(Stored items)
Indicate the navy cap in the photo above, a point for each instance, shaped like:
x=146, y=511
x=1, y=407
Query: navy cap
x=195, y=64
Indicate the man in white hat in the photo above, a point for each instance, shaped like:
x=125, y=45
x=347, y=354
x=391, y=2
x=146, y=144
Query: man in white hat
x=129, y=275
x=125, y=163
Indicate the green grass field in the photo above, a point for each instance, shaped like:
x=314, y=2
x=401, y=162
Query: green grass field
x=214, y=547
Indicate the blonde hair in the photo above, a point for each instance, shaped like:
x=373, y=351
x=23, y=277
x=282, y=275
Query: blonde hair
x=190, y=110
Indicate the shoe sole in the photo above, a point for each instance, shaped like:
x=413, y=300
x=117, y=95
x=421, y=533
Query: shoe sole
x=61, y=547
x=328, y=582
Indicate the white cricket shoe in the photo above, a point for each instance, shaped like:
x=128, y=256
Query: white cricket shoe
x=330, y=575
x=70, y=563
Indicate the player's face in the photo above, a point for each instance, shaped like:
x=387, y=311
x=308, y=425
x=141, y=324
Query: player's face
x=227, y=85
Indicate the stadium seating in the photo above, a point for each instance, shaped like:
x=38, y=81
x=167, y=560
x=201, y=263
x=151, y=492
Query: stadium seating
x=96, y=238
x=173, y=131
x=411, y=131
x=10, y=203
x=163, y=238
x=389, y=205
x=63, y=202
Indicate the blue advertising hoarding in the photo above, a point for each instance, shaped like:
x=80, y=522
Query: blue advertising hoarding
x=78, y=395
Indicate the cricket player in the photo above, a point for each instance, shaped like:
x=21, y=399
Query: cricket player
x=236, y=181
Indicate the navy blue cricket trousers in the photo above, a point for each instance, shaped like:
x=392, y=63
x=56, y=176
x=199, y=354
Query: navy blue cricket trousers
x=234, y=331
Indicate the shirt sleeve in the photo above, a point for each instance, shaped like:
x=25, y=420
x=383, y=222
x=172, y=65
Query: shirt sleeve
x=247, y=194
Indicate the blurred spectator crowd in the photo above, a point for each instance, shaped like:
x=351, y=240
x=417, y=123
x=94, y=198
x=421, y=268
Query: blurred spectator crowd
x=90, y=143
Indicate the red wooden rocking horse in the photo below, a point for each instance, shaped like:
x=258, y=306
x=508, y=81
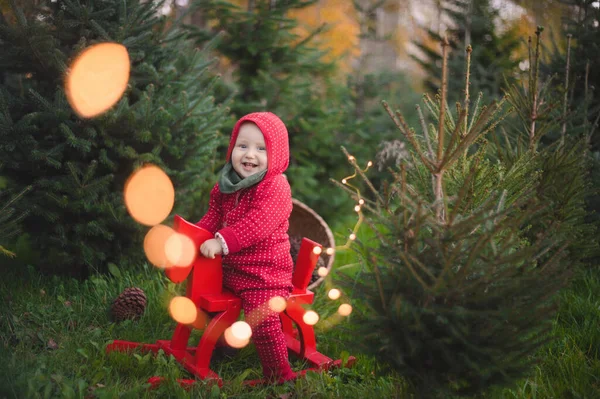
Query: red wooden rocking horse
x=204, y=288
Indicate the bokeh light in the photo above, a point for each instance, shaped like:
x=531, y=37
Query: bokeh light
x=334, y=293
x=97, y=79
x=201, y=319
x=155, y=245
x=233, y=341
x=277, y=304
x=183, y=310
x=180, y=250
x=241, y=330
x=149, y=195
x=311, y=317
x=345, y=309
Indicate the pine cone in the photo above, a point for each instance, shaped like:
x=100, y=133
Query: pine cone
x=130, y=304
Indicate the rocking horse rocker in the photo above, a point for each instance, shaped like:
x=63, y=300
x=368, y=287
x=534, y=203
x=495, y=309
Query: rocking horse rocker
x=205, y=290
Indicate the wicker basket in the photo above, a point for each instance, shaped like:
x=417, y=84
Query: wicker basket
x=304, y=222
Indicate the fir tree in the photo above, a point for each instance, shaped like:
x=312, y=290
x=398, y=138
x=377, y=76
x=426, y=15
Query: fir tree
x=276, y=70
x=78, y=167
x=453, y=295
x=473, y=23
x=543, y=128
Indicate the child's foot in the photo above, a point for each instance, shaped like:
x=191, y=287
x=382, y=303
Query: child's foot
x=224, y=353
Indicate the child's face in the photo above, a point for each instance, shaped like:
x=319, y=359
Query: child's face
x=249, y=156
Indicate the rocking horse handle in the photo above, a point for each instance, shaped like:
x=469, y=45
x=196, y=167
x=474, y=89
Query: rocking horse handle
x=207, y=276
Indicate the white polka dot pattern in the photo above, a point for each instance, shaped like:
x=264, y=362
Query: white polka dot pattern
x=254, y=222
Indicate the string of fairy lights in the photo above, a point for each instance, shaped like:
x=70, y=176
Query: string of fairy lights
x=94, y=83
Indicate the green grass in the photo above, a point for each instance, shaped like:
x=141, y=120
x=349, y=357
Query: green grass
x=53, y=333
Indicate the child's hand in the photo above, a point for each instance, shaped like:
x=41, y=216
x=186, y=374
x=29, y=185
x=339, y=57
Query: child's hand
x=211, y=247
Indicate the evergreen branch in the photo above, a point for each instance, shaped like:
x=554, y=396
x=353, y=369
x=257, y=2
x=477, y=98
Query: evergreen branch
x=475, y=115
x=463, y=192
x=565, y=98
x=469, y=50
x=440, y=150
x=453, y=138
x=425, y=131
x=409, y=136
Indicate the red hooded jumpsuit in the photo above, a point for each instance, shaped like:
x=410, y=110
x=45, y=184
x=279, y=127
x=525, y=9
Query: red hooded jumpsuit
x=254, y=222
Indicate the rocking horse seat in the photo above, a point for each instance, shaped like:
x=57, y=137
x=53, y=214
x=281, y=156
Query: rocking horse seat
x=219, y=302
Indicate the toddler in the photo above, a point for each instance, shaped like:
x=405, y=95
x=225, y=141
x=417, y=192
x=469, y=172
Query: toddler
x=248, y=213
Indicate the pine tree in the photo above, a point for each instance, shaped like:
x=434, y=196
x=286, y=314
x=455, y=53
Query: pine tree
x=78, y=167
x=473, y=23
x=578, y=85
x=453, y=295
x=543, y=126
x=276, y=70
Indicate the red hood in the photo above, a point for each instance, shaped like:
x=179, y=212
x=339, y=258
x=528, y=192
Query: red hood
x=276, y=140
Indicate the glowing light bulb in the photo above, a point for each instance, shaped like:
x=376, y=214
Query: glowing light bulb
x=334, y=294
x=149, y=195
x=277, y=304
x=241, y=330
x=345, y=309
x=97, y=79
x=155, y=243
x=233, y=341
x=183, y=310
x=311, y=317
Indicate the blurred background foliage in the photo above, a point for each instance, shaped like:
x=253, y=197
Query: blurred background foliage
x=324, y=66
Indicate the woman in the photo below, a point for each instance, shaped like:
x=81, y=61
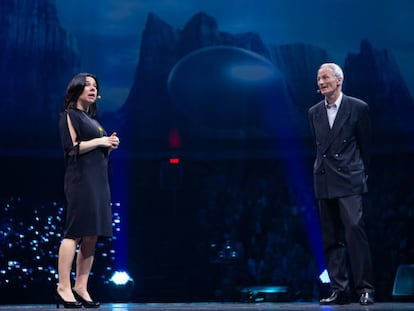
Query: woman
x=88, y=215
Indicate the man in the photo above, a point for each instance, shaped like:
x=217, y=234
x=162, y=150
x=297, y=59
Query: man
x=341, y=129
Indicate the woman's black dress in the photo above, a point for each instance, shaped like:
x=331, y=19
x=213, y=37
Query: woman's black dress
x=86, y=185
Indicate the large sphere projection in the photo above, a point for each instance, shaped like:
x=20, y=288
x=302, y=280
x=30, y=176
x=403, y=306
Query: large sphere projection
x=230, y=93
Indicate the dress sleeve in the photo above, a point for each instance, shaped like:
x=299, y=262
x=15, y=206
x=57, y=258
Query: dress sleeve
x=65, y=137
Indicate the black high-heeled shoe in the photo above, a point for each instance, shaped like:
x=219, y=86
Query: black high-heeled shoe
x=66, y=304
x=86, y=303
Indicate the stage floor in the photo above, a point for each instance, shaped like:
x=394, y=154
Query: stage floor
x=227, y=307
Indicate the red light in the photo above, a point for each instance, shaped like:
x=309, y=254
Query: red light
x=174, y=160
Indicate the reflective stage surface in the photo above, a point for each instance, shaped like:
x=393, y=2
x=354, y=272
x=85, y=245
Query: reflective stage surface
x=384, y=306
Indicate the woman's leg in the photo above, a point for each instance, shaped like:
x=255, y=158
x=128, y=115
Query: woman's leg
x=67, y=251
x=84, y=264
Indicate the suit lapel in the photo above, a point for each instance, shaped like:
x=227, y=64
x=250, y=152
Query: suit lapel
x=341, y=117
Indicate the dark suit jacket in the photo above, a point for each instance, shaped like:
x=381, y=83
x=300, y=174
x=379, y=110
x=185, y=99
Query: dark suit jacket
x=342, y=153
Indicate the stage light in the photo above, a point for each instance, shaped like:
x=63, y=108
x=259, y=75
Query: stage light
x=121, y=286
x=324, y=277
x=120, y=278
x=174, y=160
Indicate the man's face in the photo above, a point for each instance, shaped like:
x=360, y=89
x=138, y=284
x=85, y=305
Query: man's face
x=328, y=83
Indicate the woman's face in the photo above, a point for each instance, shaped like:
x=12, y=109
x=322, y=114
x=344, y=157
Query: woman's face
x=89, y=94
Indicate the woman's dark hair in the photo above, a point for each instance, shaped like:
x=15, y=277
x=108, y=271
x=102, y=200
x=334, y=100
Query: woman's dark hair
x=75, y=89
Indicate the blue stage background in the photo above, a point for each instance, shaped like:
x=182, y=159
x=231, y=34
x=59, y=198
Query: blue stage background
x=224, y=87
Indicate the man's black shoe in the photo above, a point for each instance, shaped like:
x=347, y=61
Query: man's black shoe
x=366, y=299
x=336, y=298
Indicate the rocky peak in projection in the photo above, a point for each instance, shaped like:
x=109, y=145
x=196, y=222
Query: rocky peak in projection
x=36, y=59
x=374, y=76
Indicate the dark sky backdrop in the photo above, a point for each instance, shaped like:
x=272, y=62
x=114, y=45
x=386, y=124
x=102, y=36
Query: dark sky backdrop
x=109, y=31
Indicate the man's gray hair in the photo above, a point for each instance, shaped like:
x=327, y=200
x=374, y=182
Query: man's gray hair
x=336, y=69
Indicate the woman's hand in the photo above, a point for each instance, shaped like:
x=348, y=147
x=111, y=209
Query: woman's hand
x=114, y=141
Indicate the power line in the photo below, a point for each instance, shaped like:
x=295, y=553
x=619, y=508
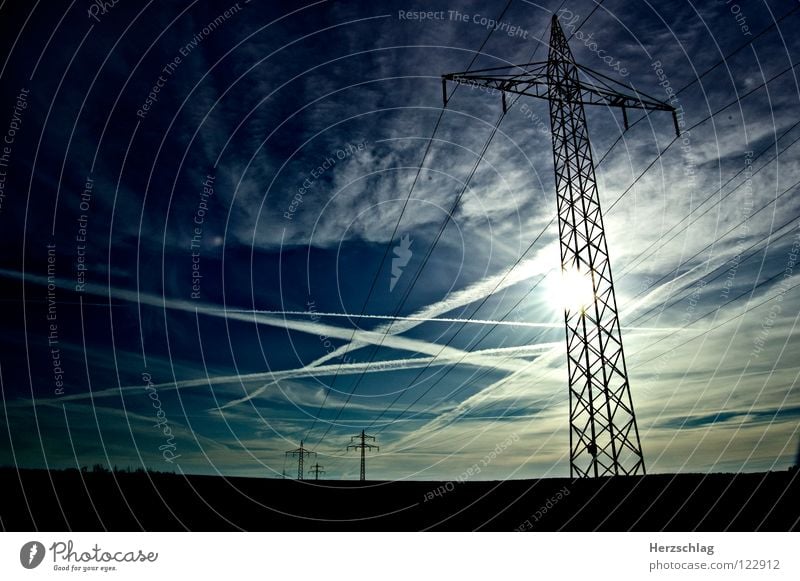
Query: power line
x=424, y=262
x=615, y=202
x=703, y=74
x=723, y=268
x=641, y=255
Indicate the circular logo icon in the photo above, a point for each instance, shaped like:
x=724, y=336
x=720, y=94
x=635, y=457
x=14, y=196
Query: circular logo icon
x=31, y=554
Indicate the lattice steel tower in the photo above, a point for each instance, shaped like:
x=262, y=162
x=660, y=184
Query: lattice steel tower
x=604, y=437
x=301, y=453
x=362, y=445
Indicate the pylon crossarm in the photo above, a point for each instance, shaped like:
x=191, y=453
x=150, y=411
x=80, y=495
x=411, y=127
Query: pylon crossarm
x=536, y=85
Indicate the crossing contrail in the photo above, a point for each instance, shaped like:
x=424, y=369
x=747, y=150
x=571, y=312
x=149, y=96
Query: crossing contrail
x=434, y=319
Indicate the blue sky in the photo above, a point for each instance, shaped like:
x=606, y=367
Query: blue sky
x=237, y=223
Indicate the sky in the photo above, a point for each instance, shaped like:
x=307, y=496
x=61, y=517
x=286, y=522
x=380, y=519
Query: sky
x=227, y=228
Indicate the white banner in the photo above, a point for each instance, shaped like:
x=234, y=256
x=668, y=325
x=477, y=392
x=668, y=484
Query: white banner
x=400, y=556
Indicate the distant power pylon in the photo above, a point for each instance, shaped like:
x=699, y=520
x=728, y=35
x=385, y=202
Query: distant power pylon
x=604, y=437
x=316, y=470
x=363, y=446
x=301, y=453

» Task objective: Within the data above, the lines from the one with "Query: shoe sole" to the one with "Indicate the stadium" must be repeated exactly; no other line belongs in the answer.

» Solution to the problem:
Query: shoe sole
x=61, y=547
x=328, y=582
Indicate the white cricket shoe in the photo above, a point for each instance, shaped like:
x=128, y=256
Query: white cricket shoe
x=330, y=575
x=70, y=563
Indicate the player's face in the photo above, a point for each instance, shaped like:
x=387, y=311
x=308, y=425
x=141, y=324
Query: player's face
x=227, y=85
Indicate the stadium seating in the photo above, a point for each instance, shaped like:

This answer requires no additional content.